Stated task =
Identify each line in the records below that contains the string "road", and copy every such line in full.

##### Provided information

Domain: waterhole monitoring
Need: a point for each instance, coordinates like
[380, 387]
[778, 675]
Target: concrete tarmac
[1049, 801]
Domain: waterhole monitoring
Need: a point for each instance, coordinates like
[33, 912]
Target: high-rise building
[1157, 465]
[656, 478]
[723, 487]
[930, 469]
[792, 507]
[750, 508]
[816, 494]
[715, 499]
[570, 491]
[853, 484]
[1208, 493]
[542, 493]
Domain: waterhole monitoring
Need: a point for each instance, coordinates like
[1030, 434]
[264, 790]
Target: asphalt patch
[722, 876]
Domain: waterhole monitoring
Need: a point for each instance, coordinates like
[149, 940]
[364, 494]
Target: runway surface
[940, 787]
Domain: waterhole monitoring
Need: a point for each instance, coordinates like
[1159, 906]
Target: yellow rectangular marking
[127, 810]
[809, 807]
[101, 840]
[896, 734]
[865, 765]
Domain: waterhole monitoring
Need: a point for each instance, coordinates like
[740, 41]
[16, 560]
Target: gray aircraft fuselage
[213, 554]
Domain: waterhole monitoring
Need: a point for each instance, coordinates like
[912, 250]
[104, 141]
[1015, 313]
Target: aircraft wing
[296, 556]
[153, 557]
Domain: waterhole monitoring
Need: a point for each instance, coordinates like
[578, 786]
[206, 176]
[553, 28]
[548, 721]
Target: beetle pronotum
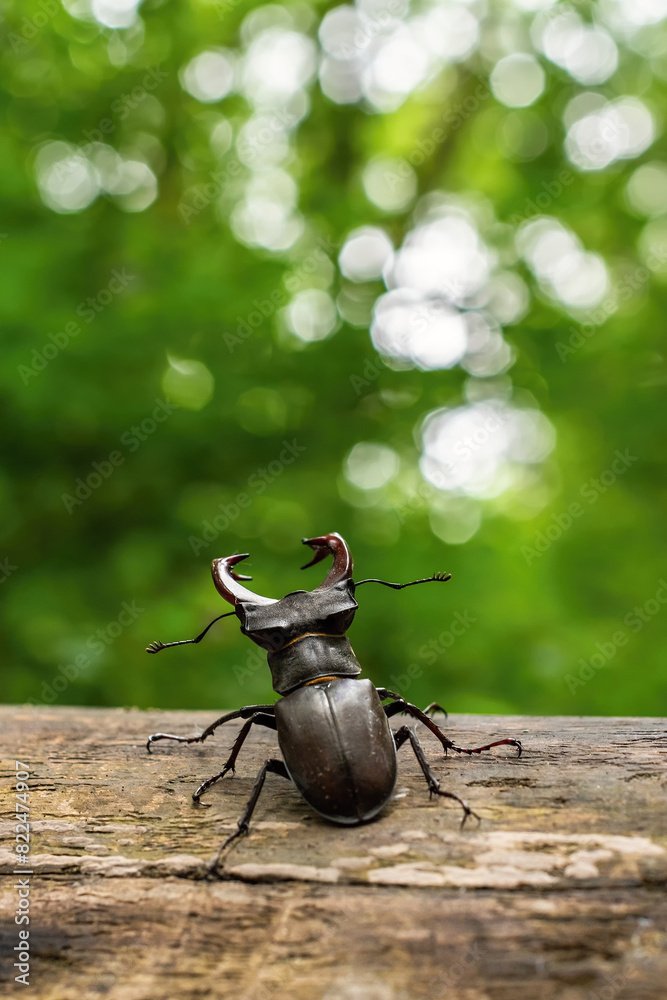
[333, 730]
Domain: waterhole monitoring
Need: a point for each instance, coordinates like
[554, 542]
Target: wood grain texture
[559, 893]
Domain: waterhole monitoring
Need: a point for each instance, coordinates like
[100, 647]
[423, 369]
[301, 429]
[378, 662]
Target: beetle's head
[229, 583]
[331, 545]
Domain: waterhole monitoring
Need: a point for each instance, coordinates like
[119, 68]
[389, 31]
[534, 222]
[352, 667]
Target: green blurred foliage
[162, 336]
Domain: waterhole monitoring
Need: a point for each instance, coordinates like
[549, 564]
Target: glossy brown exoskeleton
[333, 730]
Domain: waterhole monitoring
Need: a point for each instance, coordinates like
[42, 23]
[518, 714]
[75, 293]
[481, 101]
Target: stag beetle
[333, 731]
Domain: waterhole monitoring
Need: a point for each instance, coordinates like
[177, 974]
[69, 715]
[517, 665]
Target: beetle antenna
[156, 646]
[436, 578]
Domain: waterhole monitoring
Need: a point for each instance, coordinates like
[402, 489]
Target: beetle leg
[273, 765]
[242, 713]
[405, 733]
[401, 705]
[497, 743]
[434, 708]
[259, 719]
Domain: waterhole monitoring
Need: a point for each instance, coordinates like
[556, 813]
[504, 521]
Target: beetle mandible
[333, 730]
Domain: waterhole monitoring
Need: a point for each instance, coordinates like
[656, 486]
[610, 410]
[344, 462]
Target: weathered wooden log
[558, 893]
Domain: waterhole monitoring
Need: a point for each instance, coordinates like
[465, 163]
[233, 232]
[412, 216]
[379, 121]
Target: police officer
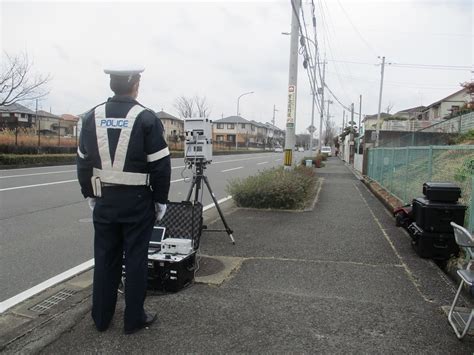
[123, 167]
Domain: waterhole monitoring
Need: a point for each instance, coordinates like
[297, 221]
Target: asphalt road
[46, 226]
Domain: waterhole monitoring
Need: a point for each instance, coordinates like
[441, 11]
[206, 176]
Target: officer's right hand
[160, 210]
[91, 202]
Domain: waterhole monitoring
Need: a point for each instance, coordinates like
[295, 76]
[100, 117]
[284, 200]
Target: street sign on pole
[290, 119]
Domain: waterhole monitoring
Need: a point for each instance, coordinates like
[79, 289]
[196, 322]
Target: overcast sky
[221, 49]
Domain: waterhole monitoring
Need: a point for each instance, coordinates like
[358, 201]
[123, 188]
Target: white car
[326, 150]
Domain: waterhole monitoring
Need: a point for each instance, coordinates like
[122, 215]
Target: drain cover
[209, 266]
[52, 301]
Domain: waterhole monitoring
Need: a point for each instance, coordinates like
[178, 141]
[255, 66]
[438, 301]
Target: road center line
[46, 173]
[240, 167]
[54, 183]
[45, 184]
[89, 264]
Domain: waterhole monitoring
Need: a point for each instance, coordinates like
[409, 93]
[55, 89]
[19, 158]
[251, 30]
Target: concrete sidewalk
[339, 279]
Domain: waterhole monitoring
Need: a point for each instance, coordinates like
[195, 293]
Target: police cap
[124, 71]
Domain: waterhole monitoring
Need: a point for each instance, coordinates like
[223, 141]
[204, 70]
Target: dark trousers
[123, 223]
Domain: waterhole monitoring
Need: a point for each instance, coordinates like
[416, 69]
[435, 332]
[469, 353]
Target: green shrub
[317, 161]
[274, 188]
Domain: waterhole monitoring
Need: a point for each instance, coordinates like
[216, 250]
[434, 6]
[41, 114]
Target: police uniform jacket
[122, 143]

##########
##### Provided information

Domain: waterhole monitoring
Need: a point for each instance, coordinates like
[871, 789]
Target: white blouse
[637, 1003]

##########

Answer below =
Target: asphalt road
Target: road center line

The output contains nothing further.